Record extracts —
○ ○ ○ ○

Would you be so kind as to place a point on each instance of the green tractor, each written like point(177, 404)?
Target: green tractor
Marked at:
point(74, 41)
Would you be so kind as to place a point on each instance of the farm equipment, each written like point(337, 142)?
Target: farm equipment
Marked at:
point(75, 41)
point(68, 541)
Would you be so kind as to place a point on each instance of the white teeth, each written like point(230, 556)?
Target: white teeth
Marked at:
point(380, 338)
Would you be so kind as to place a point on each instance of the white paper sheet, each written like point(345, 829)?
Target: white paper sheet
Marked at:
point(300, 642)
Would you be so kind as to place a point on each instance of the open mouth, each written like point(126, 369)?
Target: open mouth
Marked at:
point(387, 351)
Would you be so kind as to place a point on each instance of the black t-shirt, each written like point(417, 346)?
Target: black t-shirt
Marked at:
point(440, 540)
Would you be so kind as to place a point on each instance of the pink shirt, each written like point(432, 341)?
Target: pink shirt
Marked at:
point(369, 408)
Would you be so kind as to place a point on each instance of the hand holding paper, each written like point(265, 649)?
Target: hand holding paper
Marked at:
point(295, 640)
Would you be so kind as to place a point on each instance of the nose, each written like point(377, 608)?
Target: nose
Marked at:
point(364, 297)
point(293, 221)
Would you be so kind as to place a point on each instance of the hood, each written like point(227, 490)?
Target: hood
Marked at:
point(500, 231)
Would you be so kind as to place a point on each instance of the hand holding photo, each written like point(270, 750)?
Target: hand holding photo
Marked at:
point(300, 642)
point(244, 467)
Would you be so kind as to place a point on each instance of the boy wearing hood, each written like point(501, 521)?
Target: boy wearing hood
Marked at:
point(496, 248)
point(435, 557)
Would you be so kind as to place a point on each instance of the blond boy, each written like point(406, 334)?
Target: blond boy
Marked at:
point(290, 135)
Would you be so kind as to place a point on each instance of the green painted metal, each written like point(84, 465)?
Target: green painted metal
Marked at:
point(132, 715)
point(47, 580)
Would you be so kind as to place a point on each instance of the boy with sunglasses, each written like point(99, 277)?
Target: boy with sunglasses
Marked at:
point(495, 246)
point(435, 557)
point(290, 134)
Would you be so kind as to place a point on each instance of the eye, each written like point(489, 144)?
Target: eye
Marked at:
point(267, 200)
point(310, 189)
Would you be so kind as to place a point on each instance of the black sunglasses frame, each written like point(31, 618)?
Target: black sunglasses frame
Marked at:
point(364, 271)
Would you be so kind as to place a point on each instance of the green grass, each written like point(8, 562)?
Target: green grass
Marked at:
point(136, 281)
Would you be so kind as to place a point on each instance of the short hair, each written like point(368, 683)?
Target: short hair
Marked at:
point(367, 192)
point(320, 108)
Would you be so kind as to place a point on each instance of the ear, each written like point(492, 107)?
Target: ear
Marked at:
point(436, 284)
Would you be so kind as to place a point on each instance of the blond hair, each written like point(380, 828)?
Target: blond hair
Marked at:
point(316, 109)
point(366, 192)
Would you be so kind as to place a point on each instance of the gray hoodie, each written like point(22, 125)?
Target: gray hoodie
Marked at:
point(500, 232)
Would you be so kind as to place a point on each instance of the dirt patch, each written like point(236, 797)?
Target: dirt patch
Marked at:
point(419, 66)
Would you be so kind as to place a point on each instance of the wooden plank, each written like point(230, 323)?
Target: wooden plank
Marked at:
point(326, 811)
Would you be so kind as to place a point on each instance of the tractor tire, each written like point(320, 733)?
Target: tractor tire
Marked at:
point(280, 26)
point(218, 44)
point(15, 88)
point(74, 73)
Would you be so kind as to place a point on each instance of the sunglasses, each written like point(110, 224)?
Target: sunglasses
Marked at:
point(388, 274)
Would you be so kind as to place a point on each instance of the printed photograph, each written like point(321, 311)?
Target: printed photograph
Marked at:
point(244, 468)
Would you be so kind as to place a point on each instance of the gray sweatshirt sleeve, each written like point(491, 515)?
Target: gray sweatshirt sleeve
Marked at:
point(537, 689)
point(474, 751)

○ ○ ○ ○

Task directions — Reproduce all of the rows above, changing every "Marked at" to "Located at" and leaving everything else unchanged.

Worked answer —
Would you be so kind as to place a point on each instance of the green tractor, each written like point(177, 404)?
Target: green tractor
Located at:
point(74, 41)
Would you be so kind as to place a point on each instance of the farm equipment, each written like point(337, 142)?
Target: farm equipment
Located at:
point(75, 41)
point(68, 541)
Would you be so kind as to place a point on each instance of the white teeth, each written like point(230, 556)?
Target: white teeth
Located at:
point(380, 338)
Would you be so kind as to place a point on each instance of the white paper sheet, each written like point(345, 829)?
Target: white paper sheet
Located at:
point(300, 642)
Would you be so kind as to place a point on each instance of the open mouth, each written like point(126, 369)?
Target: open mouth
Located at:
point(387, 351)
Would you be so kind as to place a point on each instance of the black t-shirt, each written like point(417, 346)?
Target: black t-shirt
Located at:
point(440, 540)
Would you be so kind as to place a point on each instance of the pink shirt, each written like point(432, 341)?
Target: pink shirt
Located at:
point(369, 408)
Would you be so kind as to place a point on each instance of the hand holding paper, each written like point(265, 649)?
Target: hand holding paper
Located at:
point(295, 640)
Would you be so kind as to place a point on each instance of the nose, each written like point(377, 608)?
Target: nose
Located at:
point(364, 297)
point(293, 221)
Would you be so kind as to place a point on each instance of the hood, each written like point(227, 490)?
Target: hood
Located at:
point(500, 231)
Would you be so kind as to place a point on each instance of the hand holding photo, each written like point(270, 750)?
Target: hand holding photo
Located at:
point(300, 642)
point(244, 467)
Would you be so kind as to place a point on each instance of the boy wearing hood, each written like point(501, 521)?
Target: boy wearing hood
Located at:
point(496, 248)
point(435, 557)
Would you be so kind as to place a point on each instance of the blond boy, each written like point(406, 334)?
Target: blond boy
Located at:
point(290, 135)
Would you be so kind as to place a point on each instance of the green painted metal, each written like point(84, 465)?
Target: green painted metal
Located at:
point(132, 715)
point(47, 580)
Would you be so kind as to place a point on each instance of the boy with sunglasses, each written like point(99, 277)?
Target: boy with sunglasses
Located at:
point(495, 246)
point(435, 557)
point(290, 134)
Would you be so kind as to place a point on each instance of the eye, each written like point(489, 144)?
Target: eye
Located at:
point(267, 200)
point(310, 189)
Would you be so kind as to place a point on each instance of the black sunglasses frame, each written like point(31, 618)?
Target: black sunglasses frame
Located at:
point(364, 271)
Would you be so kind as to place a point on each instance of the green grass, each written like point(8, 562)?
Target: green grass
Located at:
point(136, 281)
Would you be so kind as to place a point on each instance of the short hair, each written like point(368, 683)?
Target: short hair
Located at:
point(367, 192)
point(320, 108)
Would you be so kind as to place a point on each instance of the ear, each written like point(492, 107)?
Target: ear
Located at:
point(436, 284)
Would you be so kind as to place a point on each instance of the blond hair, each written like point(380, 828)?
Target: blond hair
Located at:
point(316, 109)
point(366, 192)
Would you be so kind as to place a point on each instance of the gray hoodie, each written like point(22, 125)?
Target: gray hoodie
Located at:
point(500, 232)
Would you be so kind as to place a point on each instance of the dirt patch, each written like point(236, 797)?
Target: dirt patch
Located at:
point(419, 66)
Would you be so kind as to place a point on each instance of the wooden plank, each written like point(230, 323)?
Target: wooden plank
Located at:
point(326, 811)
Would you be so kind as to place a point on each instance of the tractor tire, each written like point(320, 733)?
Target: tractor tire
Located at:
point(280, 26)
point(218, 44)
point(15, 88)
point(74, 73)
Would you be so kind as to place a point on each instance of the sunglasses, each written like point(110, 224)?
Target: sunglasses
Located at:
point(388, 274)
Would you be so kind as to place a point on each instance of the printed photograph, each written like point(321, 311)?
Target: printed photograph
Located at:
point(244, 468)
Would you be so kind as to place a point on each instance of the gray sweatshirt sleeve, each written like point(491, 515)?
Target: gray sweatshirt sleeve
Located at:
point(537, 689)
point(474, 751)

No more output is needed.